[TREŚĆ ZADANIA A] Którego dnia zostali wyświęceni na kapłanów bracia Mateusz i Piotr, o których mówi tekst o powołaniu młodych kapłanów?

Świadectwo powołania młodych kapłanów Agnieszka Gieroba /Foto Gość Bracia Mateusz (z lewej) i Piotr zostali wyświęceni na kapłanów 29 maja.

Nie ma jednego szablonu, według którego zostaje się zakonnikiem. Każdy ma własną drogę do odkrycia i do przeżycia. Jest jednak coś, co łączy: to pozytywna odpowiedź na pytanie o miłość.

W przypadku brata Mateusza najpierw było pragnienie zostania kapłanem, potem dopiero życia zakonnego. - Zanim poznałem braci, jako młody chłopak zafascynowany byłem św. Franciszkiem i czułem, że chcę iść w tę stronę. Był we mnie jakiś sprzeciw wobec tego, co mówił świat, co wpajali mi różni ludzie, że mam się uczyć, by zdobyć dobry zawód i zarabiać pieniądze, a one dopiero sprawią, że będę szczęśliwy. Szukałem wtedy sensu życia i podejmowałem refleksje na temat własnej drogi życiowej. Dlatego św. Franciszek, który nie pokładał nadziei w dobrach materialnych, a nawet je porzucił, a mimo to płonął radością, wynikającą z relacji z Chrystusem, coraz bardziej stawał się odpowiedzią na nurtujące mnie wewnętrzne pytania. Pragnąłem pójść drogą ubóstwa, aby żyjąc ideałem ewangelicznym, wchodzić w coraz większą wolność duchową - mówi br. Mateusz.

Fragmenty zbioru danych o wskazywaniu obiektów

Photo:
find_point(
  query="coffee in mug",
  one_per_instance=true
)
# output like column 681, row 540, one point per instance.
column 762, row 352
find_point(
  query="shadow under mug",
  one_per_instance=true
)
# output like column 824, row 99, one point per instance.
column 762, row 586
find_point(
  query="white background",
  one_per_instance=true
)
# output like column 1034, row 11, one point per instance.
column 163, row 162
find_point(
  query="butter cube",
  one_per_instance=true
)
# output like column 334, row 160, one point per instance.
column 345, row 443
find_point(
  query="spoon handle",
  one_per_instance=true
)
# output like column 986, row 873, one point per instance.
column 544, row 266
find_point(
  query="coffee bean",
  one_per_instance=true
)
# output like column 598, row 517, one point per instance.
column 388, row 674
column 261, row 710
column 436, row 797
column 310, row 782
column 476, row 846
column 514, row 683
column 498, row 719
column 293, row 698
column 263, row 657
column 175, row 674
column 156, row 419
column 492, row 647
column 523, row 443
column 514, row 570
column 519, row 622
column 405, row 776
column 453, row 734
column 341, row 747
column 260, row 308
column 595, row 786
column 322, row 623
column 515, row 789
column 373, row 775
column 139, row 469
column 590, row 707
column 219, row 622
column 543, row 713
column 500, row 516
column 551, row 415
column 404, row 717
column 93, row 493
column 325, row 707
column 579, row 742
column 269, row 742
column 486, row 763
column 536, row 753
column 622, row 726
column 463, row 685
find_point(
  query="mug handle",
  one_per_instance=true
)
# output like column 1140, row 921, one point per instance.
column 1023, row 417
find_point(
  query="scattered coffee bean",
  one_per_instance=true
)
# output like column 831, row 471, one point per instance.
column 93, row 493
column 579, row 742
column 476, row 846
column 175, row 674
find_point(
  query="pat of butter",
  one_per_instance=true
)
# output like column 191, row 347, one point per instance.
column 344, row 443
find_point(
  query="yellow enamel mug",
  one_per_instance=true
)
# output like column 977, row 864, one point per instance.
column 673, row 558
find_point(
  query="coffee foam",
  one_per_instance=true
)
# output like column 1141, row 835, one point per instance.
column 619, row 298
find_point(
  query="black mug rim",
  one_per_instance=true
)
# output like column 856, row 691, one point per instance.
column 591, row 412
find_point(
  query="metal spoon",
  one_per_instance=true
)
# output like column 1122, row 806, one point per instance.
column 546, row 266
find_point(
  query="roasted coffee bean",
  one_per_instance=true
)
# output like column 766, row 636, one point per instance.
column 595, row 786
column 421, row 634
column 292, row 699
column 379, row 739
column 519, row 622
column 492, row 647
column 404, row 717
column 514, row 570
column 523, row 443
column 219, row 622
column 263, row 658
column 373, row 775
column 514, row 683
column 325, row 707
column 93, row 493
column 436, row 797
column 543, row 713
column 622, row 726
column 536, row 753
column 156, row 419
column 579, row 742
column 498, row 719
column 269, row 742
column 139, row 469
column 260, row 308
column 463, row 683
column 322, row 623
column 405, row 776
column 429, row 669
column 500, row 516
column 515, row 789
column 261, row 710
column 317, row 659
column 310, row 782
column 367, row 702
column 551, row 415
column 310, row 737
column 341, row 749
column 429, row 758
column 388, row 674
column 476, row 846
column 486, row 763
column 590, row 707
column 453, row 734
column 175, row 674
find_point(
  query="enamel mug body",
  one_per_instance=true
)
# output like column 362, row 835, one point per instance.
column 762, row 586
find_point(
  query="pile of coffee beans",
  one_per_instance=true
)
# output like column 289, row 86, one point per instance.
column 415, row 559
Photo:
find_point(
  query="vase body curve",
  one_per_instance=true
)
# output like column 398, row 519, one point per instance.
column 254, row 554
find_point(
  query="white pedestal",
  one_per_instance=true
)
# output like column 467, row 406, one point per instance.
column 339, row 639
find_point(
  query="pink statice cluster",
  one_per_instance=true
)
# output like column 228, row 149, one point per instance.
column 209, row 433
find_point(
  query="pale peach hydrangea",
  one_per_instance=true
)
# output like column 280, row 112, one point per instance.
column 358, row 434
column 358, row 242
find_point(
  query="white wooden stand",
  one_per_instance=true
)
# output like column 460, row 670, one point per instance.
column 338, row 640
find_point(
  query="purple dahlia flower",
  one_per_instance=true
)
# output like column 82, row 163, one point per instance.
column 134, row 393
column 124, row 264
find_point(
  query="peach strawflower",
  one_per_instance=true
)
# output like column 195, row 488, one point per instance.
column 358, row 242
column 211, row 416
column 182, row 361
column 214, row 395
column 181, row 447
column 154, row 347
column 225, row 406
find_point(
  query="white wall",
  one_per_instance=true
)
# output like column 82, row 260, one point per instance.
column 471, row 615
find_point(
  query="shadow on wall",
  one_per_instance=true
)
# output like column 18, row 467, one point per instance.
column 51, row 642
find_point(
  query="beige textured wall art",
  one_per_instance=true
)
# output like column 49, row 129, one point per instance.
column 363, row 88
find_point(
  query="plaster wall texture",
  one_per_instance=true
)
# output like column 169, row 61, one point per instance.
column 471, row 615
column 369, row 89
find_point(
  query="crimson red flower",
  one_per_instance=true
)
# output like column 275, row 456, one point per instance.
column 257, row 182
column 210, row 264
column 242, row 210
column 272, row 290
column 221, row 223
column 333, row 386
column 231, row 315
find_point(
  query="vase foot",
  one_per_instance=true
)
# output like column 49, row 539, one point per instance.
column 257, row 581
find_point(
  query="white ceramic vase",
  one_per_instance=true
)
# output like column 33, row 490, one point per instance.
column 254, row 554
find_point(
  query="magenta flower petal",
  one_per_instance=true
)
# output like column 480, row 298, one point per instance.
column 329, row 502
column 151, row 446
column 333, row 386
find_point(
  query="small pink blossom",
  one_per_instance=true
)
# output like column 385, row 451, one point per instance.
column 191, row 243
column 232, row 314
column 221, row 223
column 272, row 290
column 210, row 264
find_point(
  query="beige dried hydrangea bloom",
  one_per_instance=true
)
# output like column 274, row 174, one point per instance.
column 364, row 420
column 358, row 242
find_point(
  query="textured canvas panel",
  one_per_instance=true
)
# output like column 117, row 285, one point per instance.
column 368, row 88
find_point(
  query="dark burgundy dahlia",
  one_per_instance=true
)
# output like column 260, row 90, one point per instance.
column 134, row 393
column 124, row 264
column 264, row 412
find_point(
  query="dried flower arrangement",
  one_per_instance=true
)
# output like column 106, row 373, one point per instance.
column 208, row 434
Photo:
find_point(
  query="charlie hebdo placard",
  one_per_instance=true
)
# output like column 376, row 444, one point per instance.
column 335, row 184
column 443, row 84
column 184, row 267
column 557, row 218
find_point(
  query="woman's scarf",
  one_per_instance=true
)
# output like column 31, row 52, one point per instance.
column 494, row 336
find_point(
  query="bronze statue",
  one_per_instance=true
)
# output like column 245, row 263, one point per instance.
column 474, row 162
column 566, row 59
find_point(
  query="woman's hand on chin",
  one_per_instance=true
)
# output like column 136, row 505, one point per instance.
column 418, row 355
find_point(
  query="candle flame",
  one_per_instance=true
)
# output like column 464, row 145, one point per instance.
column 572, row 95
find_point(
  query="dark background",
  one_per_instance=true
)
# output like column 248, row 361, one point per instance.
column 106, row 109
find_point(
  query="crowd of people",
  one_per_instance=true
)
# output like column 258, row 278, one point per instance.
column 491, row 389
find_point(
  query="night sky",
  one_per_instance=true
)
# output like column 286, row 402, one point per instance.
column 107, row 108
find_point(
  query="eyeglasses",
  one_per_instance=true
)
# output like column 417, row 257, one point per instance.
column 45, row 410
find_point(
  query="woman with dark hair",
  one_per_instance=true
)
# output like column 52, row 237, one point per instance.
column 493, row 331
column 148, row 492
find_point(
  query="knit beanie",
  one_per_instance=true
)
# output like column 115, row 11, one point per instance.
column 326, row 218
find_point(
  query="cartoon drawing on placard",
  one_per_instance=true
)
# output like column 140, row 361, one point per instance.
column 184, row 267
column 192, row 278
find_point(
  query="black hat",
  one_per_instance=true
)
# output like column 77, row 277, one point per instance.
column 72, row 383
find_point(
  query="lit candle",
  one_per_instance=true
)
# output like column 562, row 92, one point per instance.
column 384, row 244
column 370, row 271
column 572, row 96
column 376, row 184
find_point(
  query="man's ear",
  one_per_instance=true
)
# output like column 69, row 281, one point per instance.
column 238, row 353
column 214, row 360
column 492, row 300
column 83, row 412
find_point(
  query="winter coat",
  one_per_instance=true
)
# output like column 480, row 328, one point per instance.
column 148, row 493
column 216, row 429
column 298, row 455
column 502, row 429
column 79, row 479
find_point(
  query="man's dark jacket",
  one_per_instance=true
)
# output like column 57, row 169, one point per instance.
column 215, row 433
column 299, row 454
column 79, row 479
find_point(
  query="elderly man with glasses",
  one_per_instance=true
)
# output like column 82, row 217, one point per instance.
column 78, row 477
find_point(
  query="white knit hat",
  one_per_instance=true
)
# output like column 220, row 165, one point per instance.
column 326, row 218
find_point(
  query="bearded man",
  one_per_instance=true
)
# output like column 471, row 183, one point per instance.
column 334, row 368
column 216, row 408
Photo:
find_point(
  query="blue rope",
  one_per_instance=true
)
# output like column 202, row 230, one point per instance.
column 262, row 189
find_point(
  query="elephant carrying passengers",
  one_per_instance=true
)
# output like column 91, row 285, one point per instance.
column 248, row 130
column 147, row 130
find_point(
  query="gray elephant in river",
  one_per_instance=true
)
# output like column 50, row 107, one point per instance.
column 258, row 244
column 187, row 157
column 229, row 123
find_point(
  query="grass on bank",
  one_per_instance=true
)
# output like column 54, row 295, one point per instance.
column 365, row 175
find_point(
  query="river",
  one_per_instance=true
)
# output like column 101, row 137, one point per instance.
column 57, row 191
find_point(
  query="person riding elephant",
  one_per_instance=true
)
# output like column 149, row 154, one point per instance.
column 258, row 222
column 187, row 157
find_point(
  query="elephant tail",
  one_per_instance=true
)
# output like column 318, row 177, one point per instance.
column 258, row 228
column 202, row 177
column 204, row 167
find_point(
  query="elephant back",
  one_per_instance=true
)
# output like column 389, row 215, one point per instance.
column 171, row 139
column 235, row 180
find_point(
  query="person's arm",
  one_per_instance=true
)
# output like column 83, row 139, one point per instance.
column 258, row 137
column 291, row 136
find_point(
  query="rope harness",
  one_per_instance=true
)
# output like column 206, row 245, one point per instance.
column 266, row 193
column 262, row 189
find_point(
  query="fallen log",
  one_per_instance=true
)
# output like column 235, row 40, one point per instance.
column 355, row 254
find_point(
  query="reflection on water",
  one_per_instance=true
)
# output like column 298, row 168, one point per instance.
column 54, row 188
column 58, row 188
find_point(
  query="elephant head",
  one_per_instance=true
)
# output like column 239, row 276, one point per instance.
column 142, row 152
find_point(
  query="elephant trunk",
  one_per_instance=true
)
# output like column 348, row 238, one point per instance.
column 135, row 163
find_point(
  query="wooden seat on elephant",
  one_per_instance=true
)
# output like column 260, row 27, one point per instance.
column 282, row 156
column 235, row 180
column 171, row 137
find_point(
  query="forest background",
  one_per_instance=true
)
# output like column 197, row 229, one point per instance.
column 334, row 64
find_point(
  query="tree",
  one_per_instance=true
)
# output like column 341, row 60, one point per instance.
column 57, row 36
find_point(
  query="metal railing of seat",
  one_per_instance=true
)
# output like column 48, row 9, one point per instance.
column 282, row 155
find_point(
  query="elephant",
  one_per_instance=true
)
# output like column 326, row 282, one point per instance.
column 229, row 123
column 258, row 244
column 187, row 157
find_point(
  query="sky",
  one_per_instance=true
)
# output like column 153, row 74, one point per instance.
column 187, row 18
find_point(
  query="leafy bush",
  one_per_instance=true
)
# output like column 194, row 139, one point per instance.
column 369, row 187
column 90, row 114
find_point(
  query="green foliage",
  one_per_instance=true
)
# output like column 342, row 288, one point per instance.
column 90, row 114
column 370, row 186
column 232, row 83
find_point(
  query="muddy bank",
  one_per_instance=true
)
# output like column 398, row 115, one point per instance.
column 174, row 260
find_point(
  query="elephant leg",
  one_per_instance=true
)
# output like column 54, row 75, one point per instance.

[TREŚĆ ZADANIA B] Policz wiersze rekordów, w których występuje słowo „hydrangea”. Podaj wyłącznie liczbę.

[GOTOWA ODPOWIEDŹ A] 29 maja.

[GOTOWA ODPOWIEDŹ B] 2